#### DATA SHOWN:
□ □ □ □ □ □ □

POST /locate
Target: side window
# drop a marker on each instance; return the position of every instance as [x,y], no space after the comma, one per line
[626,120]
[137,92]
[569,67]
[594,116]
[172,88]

□ □ □ □ □ □ □

#### PROBLEM STATEMENT:
Express every row above as a two-column CSV with the header request,answer. Put each row's request text and its answer in one quoted field apiece, with line breaks replaced by spaces.

#### FULL OUTPUT:
request,answer
"POST /locate Target: side window # drop a marker on each instance; return the position of every instance as [x,y], no space after the comma, one per line","[626,120] [137,92] [569,67] [594,116] [172,88]"